Henry: Power costs are "destroying the economy of Ontario"

By Joel Wittnebel/The Oshawa Express

When looking at hydro bills for the City of Oshawa over the past year, something just doesn’t add up.

As the city continues to reduce its power consumption by employing green technologies and initiatives, the bill continues to sky rocket. The culprit? The global adjustment (GA) charge.

For Mayor John Henry, enough is enough.

“The cost of energy is destroying the economy of Ontario,” he says.

Specifically, it’s not the power costs, but the additional fees that push in to fill the gap. As the bill goes down thanks to energy-saving initiatives, the GA fee increases in order to fill in the gap. It’s exactly how the Province of Ontario set it up when it was implemented in 2007 to cover the cost of ailing power infrastructure.

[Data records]
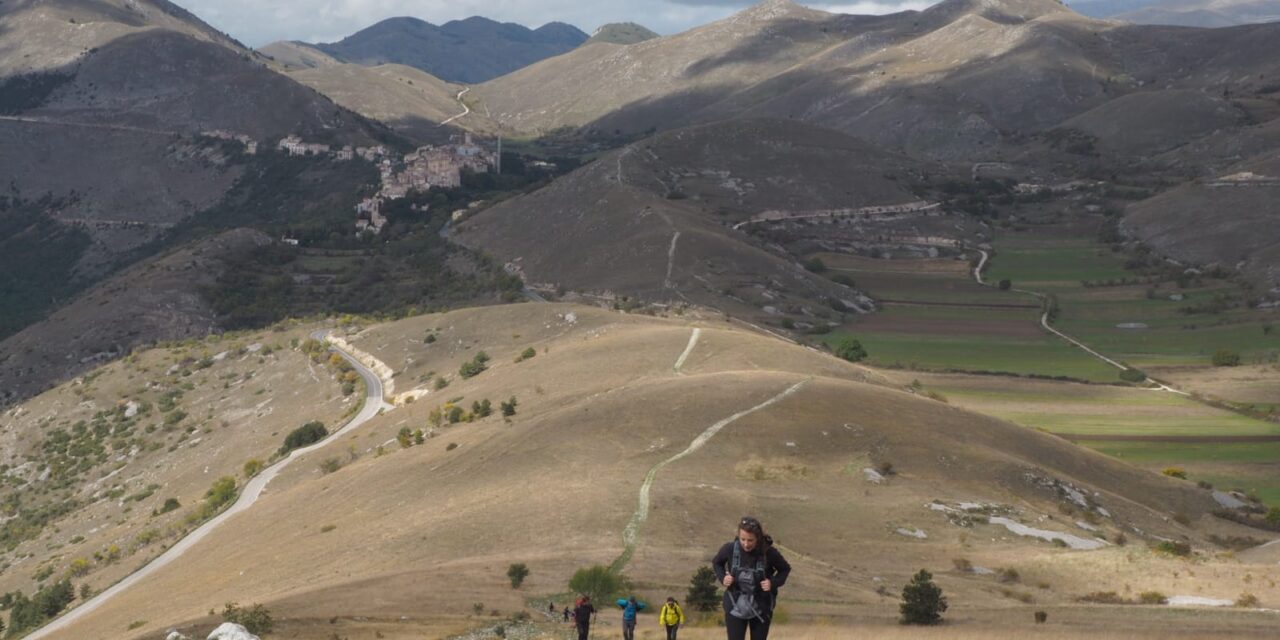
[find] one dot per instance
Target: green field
(1252, 467)
(1038, 261)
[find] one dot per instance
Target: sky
(257, 23)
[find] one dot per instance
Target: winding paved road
(374, 403)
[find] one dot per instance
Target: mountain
(621, 33)
(127, 90)
(693, 421)
(958, 80)
(656, 220)
(1183, 13)
(465, 51)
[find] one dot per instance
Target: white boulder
(232, 631)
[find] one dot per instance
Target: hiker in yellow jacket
(671, 617)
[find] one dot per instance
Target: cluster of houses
(430, 167)
(250, 144)
(426, 168)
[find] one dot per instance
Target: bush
(1226, 357)
(703, 590)
(923, 602)
(304, 435)
(1152, 598)
(598, 583)
(508, 408)
(851, 350)
(256, 620)
(1174, 548)
(517, 574)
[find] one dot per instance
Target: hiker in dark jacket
(752, 571)
(630, 607)
(583, 617)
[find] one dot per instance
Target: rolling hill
(616, 402)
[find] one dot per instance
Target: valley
(357, 333)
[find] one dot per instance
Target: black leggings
(737, 627)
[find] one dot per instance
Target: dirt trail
(631, 534)
(255, 488)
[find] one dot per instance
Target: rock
(232, 631)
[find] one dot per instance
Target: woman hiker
(630, 607)
(752, 571)
(671, 617)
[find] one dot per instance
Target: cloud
(257, 23)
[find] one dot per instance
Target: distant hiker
(671, 617)
(583, 616)
(630, 607)
(752, 571)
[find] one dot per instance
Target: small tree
(1226, 357)
(508, 408)
(703, 593)
(923, 602)
(849, 348)
(517, 574)
(598, 583)
(256, 620)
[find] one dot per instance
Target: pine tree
(703, 594)
(923, 602)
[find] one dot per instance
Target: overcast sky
(257, 23)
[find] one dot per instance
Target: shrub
(703, 590)
(252, 467)
(256, 620)
(304, 435)
(1174, 548)
(508, 408)
(599, 583)
(517, 572)
(923, 602)
(1226, 357)
(851, 350)
(1152, 598)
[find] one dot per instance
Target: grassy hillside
(599, 405)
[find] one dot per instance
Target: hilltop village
(429, 167)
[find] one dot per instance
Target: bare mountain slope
(958, 80)
(158, 300)
(1228, 219)
(654, 219)
(471, 50)
(766, 428)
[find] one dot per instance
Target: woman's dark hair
(754, 528)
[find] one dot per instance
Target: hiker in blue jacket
(630, 607)
(752, 571)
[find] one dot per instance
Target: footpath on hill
(373, 406)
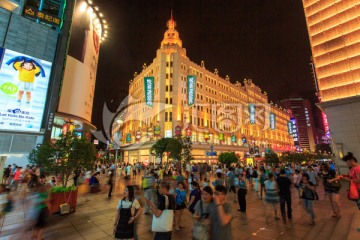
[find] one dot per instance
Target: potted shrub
(60, 195)
(62, 158)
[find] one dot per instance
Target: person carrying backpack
(255, 176)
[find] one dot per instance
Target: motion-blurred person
(6, 202)
(148, 187)
(42, 212)
(94, 183)
(271, 194)
(180, 199)
(284, 184)
(194, 197)
(331, 188)
(220, 215)
(129, 210)
(353, 177)
(166, 201)
(307, 190)
(242, 191)
(201, 214)
(111, 183)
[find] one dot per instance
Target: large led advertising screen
(78, 86)
(24, 82)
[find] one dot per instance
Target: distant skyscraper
(334, 31)
(301, 110)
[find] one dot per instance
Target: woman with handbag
(307, 190)
(125, 217)
(201, 229)
(180, 200)
(331, 188)
(271, 194)
(163, 217)
(195, 196)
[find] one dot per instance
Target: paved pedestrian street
(95, 214)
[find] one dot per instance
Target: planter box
(56, 199)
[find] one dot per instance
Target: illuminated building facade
(334, 32)
(174, 96)
(301, 109)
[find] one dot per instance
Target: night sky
(265, 40)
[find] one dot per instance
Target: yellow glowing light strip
(313, 9)
(318, 27)
(322, 17)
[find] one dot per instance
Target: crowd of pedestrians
(168, 190)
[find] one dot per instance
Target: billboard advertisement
(272, 121)
(77, 92)
(149, 91)
(191, 86)
(295, 132)
(24, 82)
(252, 113)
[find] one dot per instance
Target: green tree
(174, 147)
(271, 158)
(186, 148)
(159, 148)
(228, 158)
(64, 156)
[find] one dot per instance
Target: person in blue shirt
(180, 200)
(242, 191)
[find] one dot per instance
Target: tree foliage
(186, 148)
(228, 158)
(300, 157)
(167, 145)
(64, 156)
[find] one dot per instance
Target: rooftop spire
(171, 36)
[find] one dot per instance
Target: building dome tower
(171, 36)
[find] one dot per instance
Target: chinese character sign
(290, 127)
(128, 138)
(272, 121)
(149, 91)
(33, 12)
(295, 132)
(191, 86)
(23, 88)
(252, 113)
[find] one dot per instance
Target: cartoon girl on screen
(28, 69)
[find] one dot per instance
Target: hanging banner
(149, 91)
(178, 130)
(157, 130)
(272, 121)
(150, 133)
(188, 131)
(295, 133)
(290, 127)
(252, 113)
(138, 136)
(191, 86)
(24, 83)
(206, 136)
(221, 136)
(128, 138)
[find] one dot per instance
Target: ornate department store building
(174, 96)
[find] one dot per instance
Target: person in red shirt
(354, 175)
(16, 178)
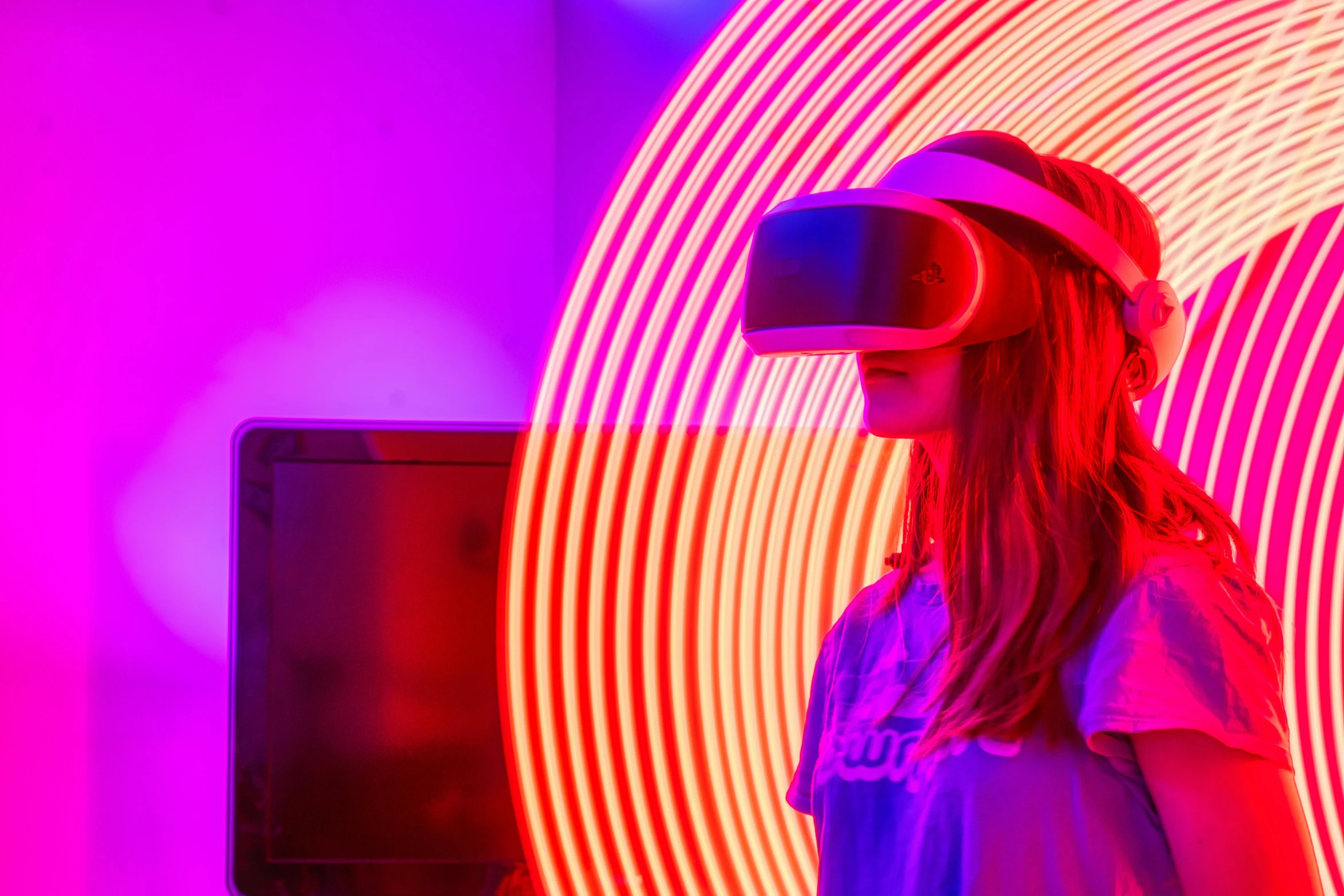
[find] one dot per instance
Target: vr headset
(927, 258)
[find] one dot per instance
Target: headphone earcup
(1158, 320)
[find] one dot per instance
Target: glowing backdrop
(690, 520)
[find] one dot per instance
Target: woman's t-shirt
(1188, 647)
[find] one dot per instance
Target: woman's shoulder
(1194, 643)
(1188, 583)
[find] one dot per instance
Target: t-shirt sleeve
(1188, 647)
(800, 790)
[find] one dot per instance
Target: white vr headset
(917, 262)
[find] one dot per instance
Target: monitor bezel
(256, 445)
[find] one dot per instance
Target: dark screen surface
(369, 752)
(858, 265)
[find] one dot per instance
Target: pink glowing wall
(224, 209)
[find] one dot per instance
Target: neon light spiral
(690, 520)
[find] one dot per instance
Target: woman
(1070, 683)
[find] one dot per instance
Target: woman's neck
(937, 447)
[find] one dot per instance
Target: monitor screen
(369, 748)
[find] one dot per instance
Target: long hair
(1054, 495)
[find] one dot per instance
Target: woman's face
(912, 394)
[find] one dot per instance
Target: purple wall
(226, 209)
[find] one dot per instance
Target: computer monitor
(367, 746)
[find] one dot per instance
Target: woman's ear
(1140, 371)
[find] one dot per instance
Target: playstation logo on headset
(929, 276)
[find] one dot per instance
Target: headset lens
(857, 265)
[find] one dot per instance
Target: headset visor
(840, 277)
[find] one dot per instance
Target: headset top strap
(952, 176)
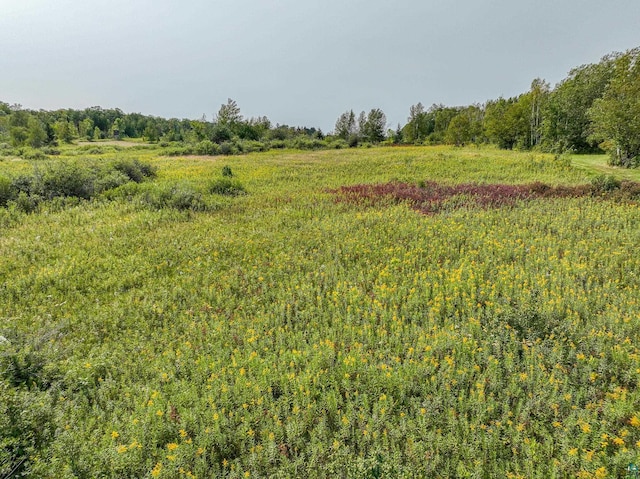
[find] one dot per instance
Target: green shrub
(227, 148)
(25, 203)
(226, 187)
(277, 144)
(604, 184)
(64, 179)
(6, 190)
(180, 197)
(135, 170)
(110, 180)
(207, 147)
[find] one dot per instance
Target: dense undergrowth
(285, 335)
(430, 197)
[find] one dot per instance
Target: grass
(282, 333)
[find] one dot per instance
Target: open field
(283, 333)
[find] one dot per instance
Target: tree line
(595, 108)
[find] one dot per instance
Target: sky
(298, 62)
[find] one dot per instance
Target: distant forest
(595, 108)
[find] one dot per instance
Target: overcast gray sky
(297, 62)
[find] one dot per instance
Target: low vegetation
(162, 329)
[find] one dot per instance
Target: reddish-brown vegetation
(430, 197)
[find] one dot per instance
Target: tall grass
(283, 334)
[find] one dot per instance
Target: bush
(227, 148)
(64, 179)
(604, 184)
(112, 179)
(206, 147)
(25, 203)
(226, 187)
(135, 170)
(277, 144)
(180, 197)
(64, 183)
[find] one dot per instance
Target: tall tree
(616, 116)
(346, 125)
(566, 122)
(373, 126)
(229, 114)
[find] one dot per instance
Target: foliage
(373, 127)
(283, 334)
(226, 186)
(616, 115)
(346, 125)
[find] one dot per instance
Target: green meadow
(254, 324)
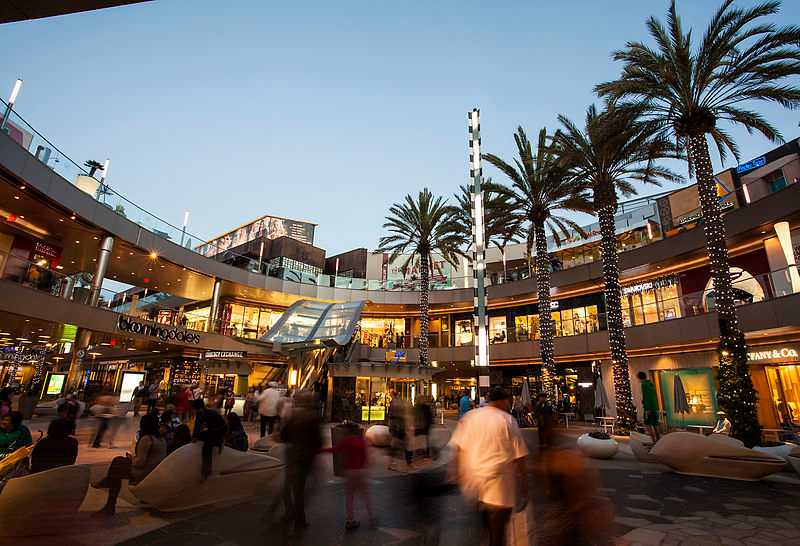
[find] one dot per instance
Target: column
(214, 311)
(106, 246)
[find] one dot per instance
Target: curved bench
(176, 483)
(39, 503)
(714, 456)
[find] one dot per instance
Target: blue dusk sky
(319, 111)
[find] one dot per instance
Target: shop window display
(784, 382)
(700, 390)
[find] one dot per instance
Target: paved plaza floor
(633, 503)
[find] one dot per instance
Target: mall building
(215, 312)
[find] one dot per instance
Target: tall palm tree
(691, 87)
(420, 228)
(501, 219)
(612, 152)
(541, 187)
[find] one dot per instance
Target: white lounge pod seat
(39, 503)
(176, 483)
(715, 456)
(641, 444)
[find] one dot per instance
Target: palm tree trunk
(545, 319)
(736, 393)
(626, 412)
(424, 272)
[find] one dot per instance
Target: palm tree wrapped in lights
(420, 228)
(541, 186)
(613, 151)
(689, 88)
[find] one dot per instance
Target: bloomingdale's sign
(777, 354)
(164, 333)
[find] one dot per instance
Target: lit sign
(396, 356)
(648, 285)
(210, 355)
(55, 383)
(127, 324)
(781, 353)
(373, 413)
(752, 164)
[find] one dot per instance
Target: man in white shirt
(490, 462)
(268, 407)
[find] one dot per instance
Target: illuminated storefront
(651, 301)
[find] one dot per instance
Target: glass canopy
(309, 322)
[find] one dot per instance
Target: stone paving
(637, 504)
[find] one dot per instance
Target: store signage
(752, 164)
(648, 285)
(127, 324)
(723, 205)
(780, 354)
(224, 355)
(373, 413)
(40, 247)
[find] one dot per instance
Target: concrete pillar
(214, 311)
(106, 246)
(82, 339)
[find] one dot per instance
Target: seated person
(13, 434)
(236, 437)
(723, 426)
(56, 449)
(149, 452)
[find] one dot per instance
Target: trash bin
(338, 433)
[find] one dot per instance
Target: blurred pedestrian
(398, 429)
(301, 433)
(150, 450)
(353, 449)
(490, 463)
(209, 428)
(545, 422)
(268, 408)
(423, 421)
(56, 449)
(236, 437)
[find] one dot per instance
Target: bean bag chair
(176, 484)
(42, 502)
(719, 457)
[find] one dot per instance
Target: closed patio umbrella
(679, 395)
(600, 397)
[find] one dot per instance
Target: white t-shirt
(268, 402)
(489, 440)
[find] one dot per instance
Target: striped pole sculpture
(478, 248)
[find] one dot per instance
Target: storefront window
(382, 332)
(463, 333)
(497, 330)
(699, 388)
(784, 382)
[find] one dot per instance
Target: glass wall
(784, 383)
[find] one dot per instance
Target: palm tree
(501, 223)
(612, 152)
(541, 186)
(419, 228)
(690, 88)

▶ [What you need to do]:
(1) Using the Oshawa hydro article, answer these:
(a) Which charge is named as the culprit behind the city's rising bill?
(b) In what year did the province implement that charge?
(c) What was the charge set up to cover?
(2) Could you revise the Oshawa hydro article from "By Joel Wittnebel/The" down to "adjustment (GA) charge.", swapping "green technologies" for "efficient technologies"?

▶ [Task responses]:
(1)
(a) The global adjustment (GA) charge.
(b) 2007.
(c) The cost of ailing power infrastructure.

(2)
By Joel Wittnebel/The Oshawa Express

When looking at hydro bills for the City of Oshawa over the past year, something just doesn’t add up.

As the city continues to reduce its power consumption by employing efficient technologies and initiatives, the bill continues to sky rocket. The culprit? The global adjustment (GA) charge.